### Problems and tasks
A) Rewrite everything from "Introduction" down to "8084, 8086, 8888)." in the tcpdump tutorial, putting "ss" wherever "Netstat" appears.
B) Find each line of the records that contains the string "plant" and copy it out in full, matching case exactly.

Linux SecAdmin - Look Who's Knocking
Written By Gary Freeman - a.k.a. Aciscorouter
Tuesday February 7 2006 @ 17:35

DISCLAIMER: This is a tutorial of sorts that takes you through a day-to-day problem and solution that I am often faced with in my Security Planning / Operations role for a large Telecommunications company. I am not making any assumption as to where in the curve people reading this will be situated and I don't even guarantee this will be a good read. In fact, given my exposure and expertise of the tools used in this article, I may be missing the plot and some may find an easier, softer way of doing what I was tasked to do. Having said all of this, for those I've confused, sorry, I tried to provide links for further reading. For those I've disgusted with my simplicity or seeming Lamer approach, well, like you, I'm always learning and I'm open to criticism and advice. Finally, for those of you who found this article helpful in any way, even if it was only one person, I've succeeded with what I intended to do - PASS THE KNOWLEDGE ON :-)

Introduction
Why is it when you Google for something you absolutely need you can never find it? Well, case in fact, I had a Squid proxy server left over from a decommissioning project that was still seeing tons of traffic still when it shouldn't be seeing any! The Linux server was locked down using sudo and no one knew the root password so we had very little choices as to what programs we could run to view activity. The server was flaky and Netstat would never finish outputting the current activity. So the server folks approached me and asked if there was any way to find out what unique IP addresses internally were connecting to the five pre-configured proxy ports (8080, 8082, 8084, 8086, 8888).

As it turns out, the Squid admin user had access to the Tcpdump application and could run the application against Eth0. I got him to run Tcpdump and output it to a dump file for three hours worth of activity during the lunch hour web traffic spike. This produced a 470MB text file that I had to SFTP from his server to my Linux box.

Alrighty then! What do I do with a honkin' text file that repeats the same info endlessly? We have hits from employees and internal servers hitting the proxy ports, the proxy itself establishing connections to the web, the foreign sites replying to the proxy and then, finally, the proxy returns the data to the corporate host. One conversation from an internal host connecting to the homepage of their favorite security tutorial site could warrant four times the number of HTTP flows. I needed to strip out extraneous information and narrow down the million+ lines of data to something sensible. So, I started thinking of the commands that would be required so that eventually I could write a shell script.

TCPDUMP
Click here for more information about the tool
The first thing that had to be done was to capture the traffic to the server with the only tool I had available and so I typed:
Code:
tcpdump -i eth0 > tcpdumpfile.txt
I let this run through our busiest web surfing period of the day, 11 AM until 1 PM. I stopped the command by typing:
Code:
ps ax |grep tcpdump <- to get the PID
kill <PID>
I then pulled the 470 MB text file to my local Linux box using SFTP and placed it into my user directory to manipulate.

### Supplied records

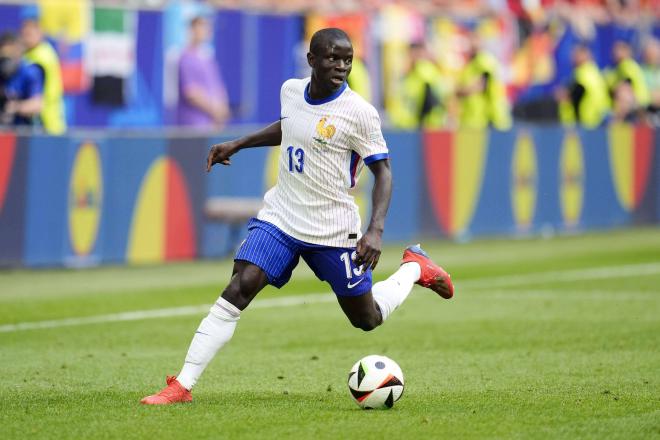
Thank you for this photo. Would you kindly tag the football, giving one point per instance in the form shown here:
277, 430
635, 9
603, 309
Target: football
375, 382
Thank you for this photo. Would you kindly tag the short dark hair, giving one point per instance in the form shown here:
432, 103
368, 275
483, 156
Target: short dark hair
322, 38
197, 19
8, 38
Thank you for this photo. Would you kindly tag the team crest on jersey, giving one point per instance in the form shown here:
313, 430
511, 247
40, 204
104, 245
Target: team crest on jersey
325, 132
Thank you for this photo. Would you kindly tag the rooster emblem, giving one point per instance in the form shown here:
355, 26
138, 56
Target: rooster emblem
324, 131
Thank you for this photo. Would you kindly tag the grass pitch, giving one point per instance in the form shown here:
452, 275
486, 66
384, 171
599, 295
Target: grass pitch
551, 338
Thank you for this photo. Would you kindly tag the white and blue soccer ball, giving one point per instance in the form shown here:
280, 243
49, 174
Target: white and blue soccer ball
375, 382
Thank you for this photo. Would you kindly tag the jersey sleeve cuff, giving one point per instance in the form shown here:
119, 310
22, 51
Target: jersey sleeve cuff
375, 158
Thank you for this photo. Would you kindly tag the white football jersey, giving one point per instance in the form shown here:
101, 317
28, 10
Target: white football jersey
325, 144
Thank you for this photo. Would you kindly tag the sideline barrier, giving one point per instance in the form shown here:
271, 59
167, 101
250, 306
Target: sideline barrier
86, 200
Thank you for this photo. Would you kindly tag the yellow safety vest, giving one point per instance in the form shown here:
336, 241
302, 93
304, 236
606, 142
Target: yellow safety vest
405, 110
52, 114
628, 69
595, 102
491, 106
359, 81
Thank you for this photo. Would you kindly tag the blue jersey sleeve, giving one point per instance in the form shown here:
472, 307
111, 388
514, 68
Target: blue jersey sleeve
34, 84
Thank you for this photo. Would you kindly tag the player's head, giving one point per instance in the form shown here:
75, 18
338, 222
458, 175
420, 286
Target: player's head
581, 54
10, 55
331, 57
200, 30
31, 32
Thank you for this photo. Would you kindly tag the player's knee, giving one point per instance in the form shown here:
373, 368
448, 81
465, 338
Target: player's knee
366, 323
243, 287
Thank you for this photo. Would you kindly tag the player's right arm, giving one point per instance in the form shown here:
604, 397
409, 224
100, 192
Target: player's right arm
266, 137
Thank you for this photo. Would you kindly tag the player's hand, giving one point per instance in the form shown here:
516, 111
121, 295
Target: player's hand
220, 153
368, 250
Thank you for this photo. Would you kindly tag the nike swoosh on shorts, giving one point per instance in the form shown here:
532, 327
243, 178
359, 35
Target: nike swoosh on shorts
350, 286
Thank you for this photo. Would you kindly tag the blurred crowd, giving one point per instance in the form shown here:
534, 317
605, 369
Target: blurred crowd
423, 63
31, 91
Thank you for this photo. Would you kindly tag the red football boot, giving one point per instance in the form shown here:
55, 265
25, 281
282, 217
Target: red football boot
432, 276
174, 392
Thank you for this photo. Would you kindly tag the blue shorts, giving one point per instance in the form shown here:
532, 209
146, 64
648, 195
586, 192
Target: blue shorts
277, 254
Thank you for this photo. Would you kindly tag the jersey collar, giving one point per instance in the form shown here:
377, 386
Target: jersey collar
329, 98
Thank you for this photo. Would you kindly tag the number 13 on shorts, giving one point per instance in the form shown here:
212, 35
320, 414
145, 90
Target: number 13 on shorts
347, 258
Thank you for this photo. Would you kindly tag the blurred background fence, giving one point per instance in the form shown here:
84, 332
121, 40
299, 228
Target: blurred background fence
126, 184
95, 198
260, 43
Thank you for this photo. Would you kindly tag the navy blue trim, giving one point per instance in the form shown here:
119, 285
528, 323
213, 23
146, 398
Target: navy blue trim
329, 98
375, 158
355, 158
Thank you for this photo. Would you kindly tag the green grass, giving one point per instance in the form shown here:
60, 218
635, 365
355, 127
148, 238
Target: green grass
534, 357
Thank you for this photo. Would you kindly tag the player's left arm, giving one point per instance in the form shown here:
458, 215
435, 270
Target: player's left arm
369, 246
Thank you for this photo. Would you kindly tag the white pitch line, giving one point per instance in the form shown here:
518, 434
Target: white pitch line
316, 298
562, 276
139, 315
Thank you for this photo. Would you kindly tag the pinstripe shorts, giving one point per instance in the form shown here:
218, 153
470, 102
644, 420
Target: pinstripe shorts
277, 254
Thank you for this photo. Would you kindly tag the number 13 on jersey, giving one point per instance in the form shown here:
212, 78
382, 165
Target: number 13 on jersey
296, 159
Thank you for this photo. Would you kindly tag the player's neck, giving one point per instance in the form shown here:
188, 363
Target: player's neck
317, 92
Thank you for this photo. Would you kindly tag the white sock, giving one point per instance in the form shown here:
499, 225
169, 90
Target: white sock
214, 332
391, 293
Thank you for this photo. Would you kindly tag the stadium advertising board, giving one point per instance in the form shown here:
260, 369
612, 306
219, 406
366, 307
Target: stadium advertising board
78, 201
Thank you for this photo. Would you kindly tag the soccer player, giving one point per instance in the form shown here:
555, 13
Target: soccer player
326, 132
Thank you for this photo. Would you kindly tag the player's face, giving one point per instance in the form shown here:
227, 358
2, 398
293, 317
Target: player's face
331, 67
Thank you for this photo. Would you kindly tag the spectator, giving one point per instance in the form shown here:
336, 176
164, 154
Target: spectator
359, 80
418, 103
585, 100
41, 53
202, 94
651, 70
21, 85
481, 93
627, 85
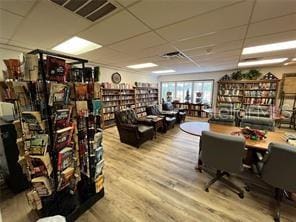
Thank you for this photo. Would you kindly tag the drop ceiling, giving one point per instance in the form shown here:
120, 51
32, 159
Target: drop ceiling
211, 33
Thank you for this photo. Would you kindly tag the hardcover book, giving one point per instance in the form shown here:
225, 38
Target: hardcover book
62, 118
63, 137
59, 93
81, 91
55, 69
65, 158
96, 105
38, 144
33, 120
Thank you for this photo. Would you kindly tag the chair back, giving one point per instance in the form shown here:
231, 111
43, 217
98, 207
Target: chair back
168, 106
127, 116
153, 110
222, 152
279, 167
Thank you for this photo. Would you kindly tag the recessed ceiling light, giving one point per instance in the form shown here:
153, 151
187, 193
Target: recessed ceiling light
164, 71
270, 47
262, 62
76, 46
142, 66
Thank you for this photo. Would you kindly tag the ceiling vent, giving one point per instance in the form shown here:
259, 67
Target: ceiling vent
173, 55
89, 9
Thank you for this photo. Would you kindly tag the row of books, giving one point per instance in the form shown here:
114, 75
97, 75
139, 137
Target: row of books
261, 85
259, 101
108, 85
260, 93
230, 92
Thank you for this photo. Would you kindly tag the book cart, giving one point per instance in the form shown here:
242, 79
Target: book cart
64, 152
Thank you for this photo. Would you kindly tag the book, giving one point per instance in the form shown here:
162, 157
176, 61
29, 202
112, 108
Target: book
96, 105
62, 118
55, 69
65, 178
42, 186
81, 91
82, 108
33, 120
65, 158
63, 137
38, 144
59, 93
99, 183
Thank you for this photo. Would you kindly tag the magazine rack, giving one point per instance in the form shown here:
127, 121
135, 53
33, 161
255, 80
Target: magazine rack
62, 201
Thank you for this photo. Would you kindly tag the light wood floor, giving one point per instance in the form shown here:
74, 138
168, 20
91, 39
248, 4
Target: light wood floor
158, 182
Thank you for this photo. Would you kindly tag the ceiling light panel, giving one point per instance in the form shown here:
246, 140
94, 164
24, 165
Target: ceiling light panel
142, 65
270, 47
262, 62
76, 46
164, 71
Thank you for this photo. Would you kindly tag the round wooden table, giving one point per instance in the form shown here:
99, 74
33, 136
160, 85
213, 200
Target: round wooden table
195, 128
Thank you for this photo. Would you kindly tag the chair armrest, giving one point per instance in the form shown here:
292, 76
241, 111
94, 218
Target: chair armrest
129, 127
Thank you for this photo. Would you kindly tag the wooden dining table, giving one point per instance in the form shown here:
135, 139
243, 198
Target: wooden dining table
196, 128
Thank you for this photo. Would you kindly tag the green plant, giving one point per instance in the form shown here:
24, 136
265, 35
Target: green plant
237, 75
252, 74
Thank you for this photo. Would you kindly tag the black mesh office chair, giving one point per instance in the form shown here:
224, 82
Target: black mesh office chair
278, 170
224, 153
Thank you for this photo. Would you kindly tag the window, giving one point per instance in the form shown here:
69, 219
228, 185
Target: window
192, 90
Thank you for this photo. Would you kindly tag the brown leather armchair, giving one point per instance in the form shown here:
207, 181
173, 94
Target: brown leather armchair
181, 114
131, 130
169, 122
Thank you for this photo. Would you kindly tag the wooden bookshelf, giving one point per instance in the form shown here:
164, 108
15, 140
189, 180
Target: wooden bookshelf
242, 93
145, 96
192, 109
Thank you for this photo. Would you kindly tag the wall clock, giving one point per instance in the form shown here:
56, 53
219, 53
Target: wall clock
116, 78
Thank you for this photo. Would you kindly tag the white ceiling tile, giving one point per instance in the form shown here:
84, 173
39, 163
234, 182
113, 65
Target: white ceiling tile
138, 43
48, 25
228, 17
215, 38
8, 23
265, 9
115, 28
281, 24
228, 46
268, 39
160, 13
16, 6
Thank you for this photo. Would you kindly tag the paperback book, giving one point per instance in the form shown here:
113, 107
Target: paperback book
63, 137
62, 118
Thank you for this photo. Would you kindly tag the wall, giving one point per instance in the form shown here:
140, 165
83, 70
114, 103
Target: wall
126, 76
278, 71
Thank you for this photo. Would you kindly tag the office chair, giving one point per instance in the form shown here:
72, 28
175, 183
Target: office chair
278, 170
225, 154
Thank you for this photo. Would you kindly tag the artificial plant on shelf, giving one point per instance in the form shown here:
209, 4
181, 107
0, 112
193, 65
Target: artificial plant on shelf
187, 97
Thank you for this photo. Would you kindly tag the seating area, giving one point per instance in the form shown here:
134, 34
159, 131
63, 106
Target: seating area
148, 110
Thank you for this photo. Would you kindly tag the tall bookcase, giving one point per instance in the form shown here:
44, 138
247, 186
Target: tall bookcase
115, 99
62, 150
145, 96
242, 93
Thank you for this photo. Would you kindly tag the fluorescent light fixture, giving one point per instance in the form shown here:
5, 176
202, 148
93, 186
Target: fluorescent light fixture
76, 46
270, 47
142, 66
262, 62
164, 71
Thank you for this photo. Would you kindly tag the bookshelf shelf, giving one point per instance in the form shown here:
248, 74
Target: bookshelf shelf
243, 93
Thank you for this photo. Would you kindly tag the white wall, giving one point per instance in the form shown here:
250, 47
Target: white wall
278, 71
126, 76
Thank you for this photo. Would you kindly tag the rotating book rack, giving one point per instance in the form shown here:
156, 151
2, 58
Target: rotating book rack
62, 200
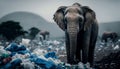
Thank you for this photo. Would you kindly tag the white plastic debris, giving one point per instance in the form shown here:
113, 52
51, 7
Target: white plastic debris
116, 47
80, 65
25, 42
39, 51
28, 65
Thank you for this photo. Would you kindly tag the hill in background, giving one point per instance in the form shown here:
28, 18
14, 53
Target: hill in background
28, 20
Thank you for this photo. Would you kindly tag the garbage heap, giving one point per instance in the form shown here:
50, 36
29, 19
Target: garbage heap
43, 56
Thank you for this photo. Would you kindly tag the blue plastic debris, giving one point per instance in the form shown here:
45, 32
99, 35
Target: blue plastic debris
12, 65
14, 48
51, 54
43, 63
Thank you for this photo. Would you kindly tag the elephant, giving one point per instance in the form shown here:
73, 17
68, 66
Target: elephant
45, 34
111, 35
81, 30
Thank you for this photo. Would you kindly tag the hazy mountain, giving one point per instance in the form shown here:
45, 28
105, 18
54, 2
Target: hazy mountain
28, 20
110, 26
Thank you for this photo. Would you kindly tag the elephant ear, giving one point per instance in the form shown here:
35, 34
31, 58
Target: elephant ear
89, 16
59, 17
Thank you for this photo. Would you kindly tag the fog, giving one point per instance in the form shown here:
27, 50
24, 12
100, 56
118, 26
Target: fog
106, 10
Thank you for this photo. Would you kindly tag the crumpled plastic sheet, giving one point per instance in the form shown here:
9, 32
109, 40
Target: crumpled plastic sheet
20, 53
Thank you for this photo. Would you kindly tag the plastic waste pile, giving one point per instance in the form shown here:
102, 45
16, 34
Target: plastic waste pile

### Outputs in order
A)
Introduction
Why is it when you Google for something you absolutely need you can never find it? Well, case in fact, I had a Squid proxy server left over from a decommissioning project that was still seeing tons of traffic still when it shouldn't be seeing any! The Linux server was locked down using sudo and no one knew the root password so we had very little choices as to what programs we could run to view activity. The server was flaky and ss would never finish outputting the current activity. So the server folks approached me and asked if there was any way to find out what unique IP addresses internally were connecting to the five pre-configured proxy ports (8080, 8082, 8084, 8086, 8888).

B)
Thank you for this photo. Would you kindly tag the green plant, giving one point per instance in the form shown here:
Target: green plant
Thank you for this photo. Would you kindly tag the artificial plant on shelf, giving one point per instance in the form shown here:
Target: artificial plant on shelf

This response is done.